O idioma Iorubá é tradicional, hoje, em algumas regiões da Nigéria, falado também em alguns locais subsaarianos, também Benin e Togo, e pelos religiosos de tradição Ketu/lucumi. Idioma tonal e apresentado no mesmo sistema que o português e o inglês, no tocante à gramática, o sistema SVO (Sujeito- Verbo – Objeto).

Possui as mesmas letras do alfabeto português, excetuando, C, Q, V, X e Z.  Com acréscimo das letras Gb (som de B, com estalo), E (som de É aberto), O (Som Ó aberto), S (som de X, CH).



A importância do idioma é tamanha, visto que, é por meio da boca que reza que as entidades são invocadas, que os Deuses dançam e que toda a religião se faz, a boca que reza é sagrada, portanto, aquele que porta a palavra deve ser tratado e, o é, com muito respeito e esmero. Ignorar a importância de estudar e se dedicar ao aprendizado do idioma é o mesmo que abdicar da compreensão de fazer o que faz e aprender o que faz e porque faz. 

Uma vez, um homem muito sábio me disse: "- Se não faz sentido, está errado. Candomblé tem que fazer sentido, menino!" 
Hoje eu digo a ele: A benção Pai!







 TATTO BARROS

segunda-feira, 8 de junho de 2015

A VIDA RELIGIOSA



     Talvez, o que há de diferente nas religiões afro brasileiras, em comparação com as famosas e conhecidas religiões do mundo, seja o resgate de si mesmo, ao qual cada um está exposto, a introspecção e o desejo suntuoso pelo bem-estar e estar-bem na vida física. Não há uma busca opulenta pelo outro mundo, pela pós-vida, os acontecimentos buscados são para agora, são necessidades imediatas, nesta existência, pois, ela encerra em si mesma toda glória ou esquecimento.

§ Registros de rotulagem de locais
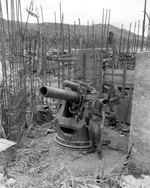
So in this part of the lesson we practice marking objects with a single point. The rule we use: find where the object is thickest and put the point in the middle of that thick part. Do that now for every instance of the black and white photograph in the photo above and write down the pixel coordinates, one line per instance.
(74, 94)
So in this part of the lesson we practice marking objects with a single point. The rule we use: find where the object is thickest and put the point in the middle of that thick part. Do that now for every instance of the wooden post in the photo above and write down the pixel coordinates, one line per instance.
(84, 66)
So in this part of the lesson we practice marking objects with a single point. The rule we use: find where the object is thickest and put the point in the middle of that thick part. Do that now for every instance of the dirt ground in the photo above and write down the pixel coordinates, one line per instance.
(43, 163)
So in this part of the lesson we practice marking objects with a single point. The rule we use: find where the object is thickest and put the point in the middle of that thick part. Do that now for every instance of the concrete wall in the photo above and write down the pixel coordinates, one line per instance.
(140, 116)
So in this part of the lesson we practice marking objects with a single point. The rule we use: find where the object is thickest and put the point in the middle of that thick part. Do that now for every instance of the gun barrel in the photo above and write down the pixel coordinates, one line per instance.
(56, 93)
(70, 84)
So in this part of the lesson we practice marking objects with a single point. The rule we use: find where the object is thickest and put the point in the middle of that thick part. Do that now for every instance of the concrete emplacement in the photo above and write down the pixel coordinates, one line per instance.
(140, 115)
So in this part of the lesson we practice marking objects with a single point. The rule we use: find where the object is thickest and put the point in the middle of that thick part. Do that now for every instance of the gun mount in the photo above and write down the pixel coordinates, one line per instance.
(71, 125)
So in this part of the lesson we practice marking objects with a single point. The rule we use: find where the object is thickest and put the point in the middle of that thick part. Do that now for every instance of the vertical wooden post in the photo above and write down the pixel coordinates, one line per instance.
(100, 74)
(84, 66)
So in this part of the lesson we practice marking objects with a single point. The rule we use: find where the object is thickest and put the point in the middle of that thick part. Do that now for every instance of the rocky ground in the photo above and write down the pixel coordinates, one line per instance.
(41, 163)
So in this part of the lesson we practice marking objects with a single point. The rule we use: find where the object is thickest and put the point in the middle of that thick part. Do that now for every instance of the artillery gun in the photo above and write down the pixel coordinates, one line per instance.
(71, 123)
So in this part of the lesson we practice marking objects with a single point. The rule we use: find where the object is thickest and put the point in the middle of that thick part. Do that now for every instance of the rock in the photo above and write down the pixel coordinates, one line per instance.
(10, 182)
(1, 177)
(7, 151)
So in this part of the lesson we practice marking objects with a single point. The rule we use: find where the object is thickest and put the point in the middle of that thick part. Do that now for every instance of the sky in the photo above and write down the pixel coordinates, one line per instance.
(121, 11)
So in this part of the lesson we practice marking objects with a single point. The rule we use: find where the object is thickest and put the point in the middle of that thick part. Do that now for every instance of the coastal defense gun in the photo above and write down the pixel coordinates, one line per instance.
(71, 122)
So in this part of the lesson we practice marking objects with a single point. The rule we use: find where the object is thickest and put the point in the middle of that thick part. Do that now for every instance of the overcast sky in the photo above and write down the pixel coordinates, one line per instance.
(122, 11)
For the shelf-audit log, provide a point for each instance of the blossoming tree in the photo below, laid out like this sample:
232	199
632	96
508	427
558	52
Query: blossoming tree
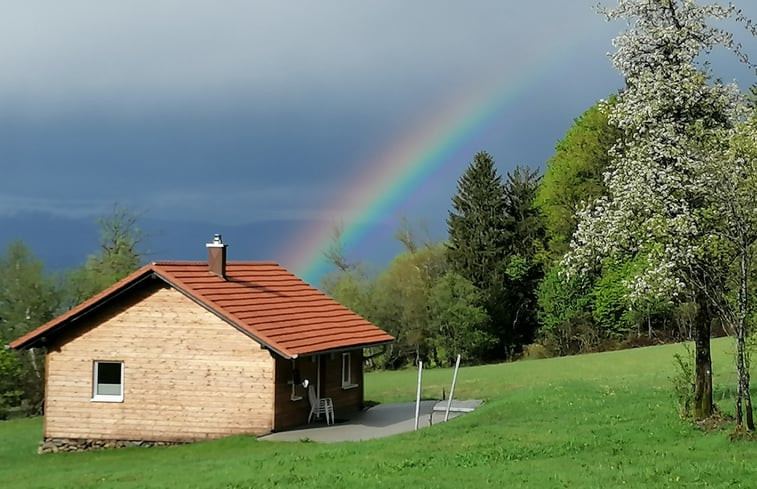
658	206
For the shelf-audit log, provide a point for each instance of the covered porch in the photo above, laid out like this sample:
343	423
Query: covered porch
336	375
376	422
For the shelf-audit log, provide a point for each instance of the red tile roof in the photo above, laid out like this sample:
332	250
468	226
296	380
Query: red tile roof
263	300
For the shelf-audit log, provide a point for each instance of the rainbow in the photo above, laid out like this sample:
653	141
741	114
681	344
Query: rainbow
426	154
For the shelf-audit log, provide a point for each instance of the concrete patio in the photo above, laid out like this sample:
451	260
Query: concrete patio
375	422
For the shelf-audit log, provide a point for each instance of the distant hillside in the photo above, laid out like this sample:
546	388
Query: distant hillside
66	242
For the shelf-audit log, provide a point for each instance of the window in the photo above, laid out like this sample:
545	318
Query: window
108	382
347	371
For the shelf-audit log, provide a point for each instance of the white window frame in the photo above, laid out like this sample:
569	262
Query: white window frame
347	371
106	397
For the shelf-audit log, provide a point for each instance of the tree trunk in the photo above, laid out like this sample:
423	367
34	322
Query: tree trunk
742	360
703	407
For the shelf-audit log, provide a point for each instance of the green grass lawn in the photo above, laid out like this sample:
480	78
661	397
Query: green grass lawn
604	420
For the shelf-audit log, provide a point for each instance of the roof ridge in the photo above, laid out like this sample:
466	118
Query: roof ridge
251	301
229	262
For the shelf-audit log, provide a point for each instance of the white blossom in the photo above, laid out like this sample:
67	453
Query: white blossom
660	181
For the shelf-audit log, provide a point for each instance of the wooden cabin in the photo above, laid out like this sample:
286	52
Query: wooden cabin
186	351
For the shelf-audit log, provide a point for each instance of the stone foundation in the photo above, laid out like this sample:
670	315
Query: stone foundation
57	445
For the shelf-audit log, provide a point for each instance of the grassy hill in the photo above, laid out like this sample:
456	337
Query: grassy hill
601	420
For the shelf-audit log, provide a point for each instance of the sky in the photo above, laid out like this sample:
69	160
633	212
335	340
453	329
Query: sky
307	114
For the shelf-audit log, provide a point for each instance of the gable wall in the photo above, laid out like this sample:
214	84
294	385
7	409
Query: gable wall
188	375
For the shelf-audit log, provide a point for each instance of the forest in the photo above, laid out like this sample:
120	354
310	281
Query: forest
640	230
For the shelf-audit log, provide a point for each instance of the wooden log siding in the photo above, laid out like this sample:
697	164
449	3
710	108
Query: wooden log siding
188	375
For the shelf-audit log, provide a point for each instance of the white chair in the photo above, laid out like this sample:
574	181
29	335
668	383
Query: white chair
318	406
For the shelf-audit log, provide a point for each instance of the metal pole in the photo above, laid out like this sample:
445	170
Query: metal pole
452	389
418	395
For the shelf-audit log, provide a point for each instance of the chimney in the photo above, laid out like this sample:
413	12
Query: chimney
217	256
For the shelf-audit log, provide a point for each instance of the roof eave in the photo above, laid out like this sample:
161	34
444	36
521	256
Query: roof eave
38	337
347	348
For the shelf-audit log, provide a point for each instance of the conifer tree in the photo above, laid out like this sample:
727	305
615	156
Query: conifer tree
477	227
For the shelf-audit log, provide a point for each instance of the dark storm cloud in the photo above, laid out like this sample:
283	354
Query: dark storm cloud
267	109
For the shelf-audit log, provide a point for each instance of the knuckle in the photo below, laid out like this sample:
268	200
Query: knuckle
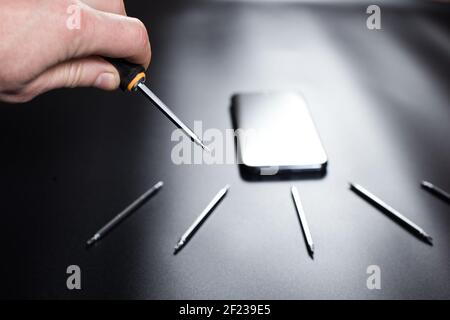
140	33
73	74
119	6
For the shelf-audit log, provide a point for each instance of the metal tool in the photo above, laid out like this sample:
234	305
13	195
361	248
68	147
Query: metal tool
132	78
303	221
201	218
124	214
444	195
365	194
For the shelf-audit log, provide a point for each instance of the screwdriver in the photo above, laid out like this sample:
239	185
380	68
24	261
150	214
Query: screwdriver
132	78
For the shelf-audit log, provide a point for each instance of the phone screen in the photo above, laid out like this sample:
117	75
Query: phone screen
276	130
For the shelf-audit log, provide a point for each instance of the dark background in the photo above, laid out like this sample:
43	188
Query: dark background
72	159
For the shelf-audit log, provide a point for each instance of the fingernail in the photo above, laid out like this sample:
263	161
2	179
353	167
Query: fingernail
107	81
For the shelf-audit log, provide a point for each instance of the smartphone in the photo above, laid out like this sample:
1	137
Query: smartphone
276	130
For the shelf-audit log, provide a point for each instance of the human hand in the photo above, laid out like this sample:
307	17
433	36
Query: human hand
49	44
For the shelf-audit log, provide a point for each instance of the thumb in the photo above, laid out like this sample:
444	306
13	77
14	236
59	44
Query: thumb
84	72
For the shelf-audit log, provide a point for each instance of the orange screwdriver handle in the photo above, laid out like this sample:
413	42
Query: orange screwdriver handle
130	74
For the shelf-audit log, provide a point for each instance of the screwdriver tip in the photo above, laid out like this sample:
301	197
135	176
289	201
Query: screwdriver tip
428	238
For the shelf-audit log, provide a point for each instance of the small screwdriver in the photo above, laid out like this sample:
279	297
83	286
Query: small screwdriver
132	78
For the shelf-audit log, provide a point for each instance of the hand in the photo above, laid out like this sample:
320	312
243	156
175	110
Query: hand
48	44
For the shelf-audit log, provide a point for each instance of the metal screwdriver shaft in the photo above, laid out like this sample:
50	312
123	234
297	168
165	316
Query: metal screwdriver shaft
201	218
365	194
132	78
169	114
444	195
303	221
124	214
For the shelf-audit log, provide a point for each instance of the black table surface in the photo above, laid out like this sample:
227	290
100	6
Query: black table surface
73	158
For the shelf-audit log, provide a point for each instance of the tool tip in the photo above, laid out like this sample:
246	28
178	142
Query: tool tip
90	242
428	238
206	148
178	246
426	184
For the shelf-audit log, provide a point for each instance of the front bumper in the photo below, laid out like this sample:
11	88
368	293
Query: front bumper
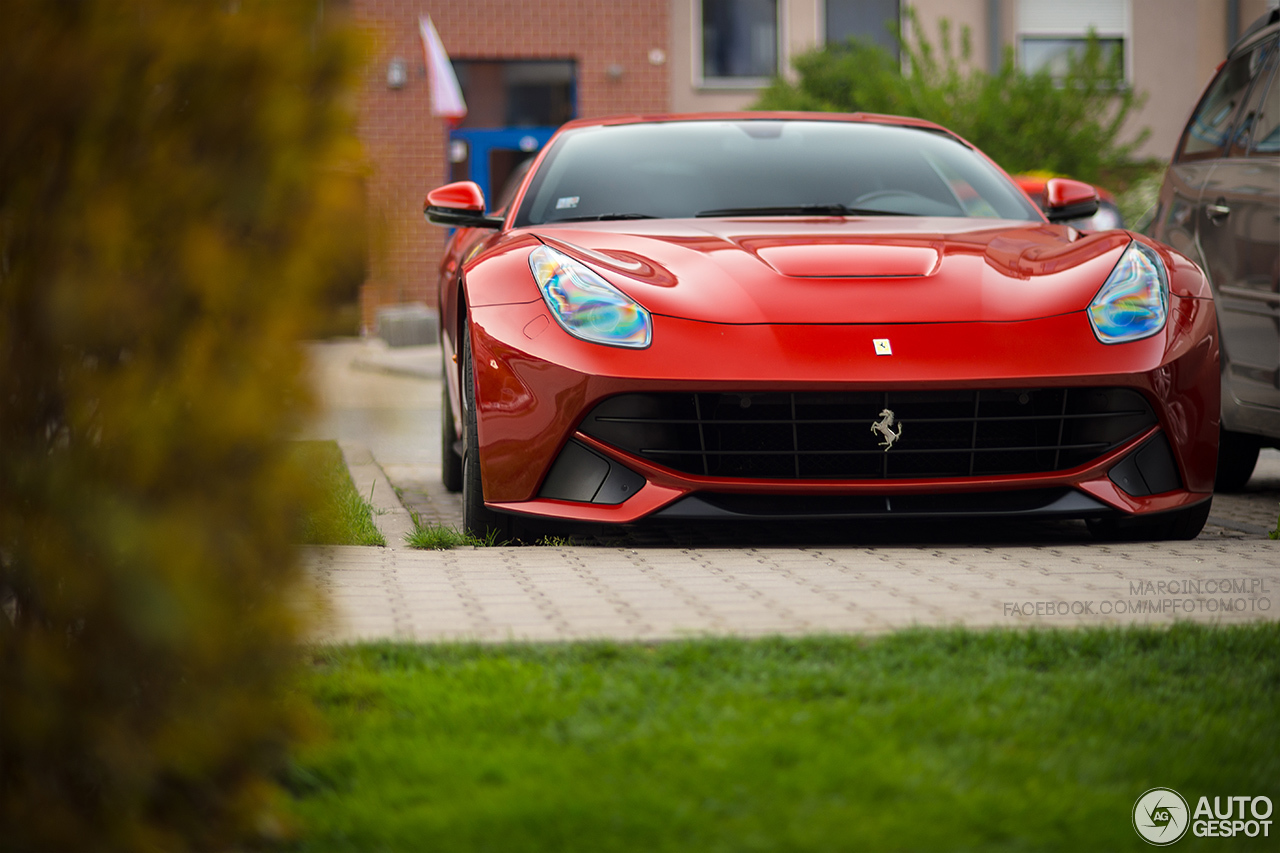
535	384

§ OBJETIVO DECLARADO A
Segundo o texto sobre o idioma iorubá, quais letras do alfabeto português não fazem parte desse idioma?
§ OBJETIVO DECLARADO B
Prossiga com o texto sobre o idioma iorubá a partir da última frase apresentada.
Os registros são um material à parte, independente do texto sobre o idioma iorubá.

§ RESPOSTA A
C, Q, V, X e Z.

§ RESPOSTA B
     A glória se dá pela memória dos que ficam, quando os feitos daqueles que já se foram são mais que considerados pela sociedade vigente. Assim, toda vez que for necessário louvar/saudar determinado orixá, também será feito pela invocação daqueles que a este foram iniciadas e, partiram para outro estágio da vida. Além do corpo físico.
     Está lembrança memorável se dará pela invocação do nome religioso que cada um angaria quando é iniciado nos "mistérios do mariô" (Màrìwò). Nas rezas do obi, por exemplo, onde os ancestrais são chamados para ouvir e mesmo inferir e transmitir a mensagem dos deuses. Os ancestrais louvados e chamados são as pessoas que, para o invocador, se fazem importantes, já que construíram um legado e foram para este, mais que professores.
     Já o esquecimento se dará para aqueles que não construíram um legado, não buscaram o enaltecimento do nome, da cultura e nada cultivaram ao outro, de jeito que não serão lembradas por qualquer ato. Ou mesmo se dará para aqueles que construíram suas vidas em caminhos falaciosos. Caminhos estes que se construíram na vergonha da falta de caráter e da mentira.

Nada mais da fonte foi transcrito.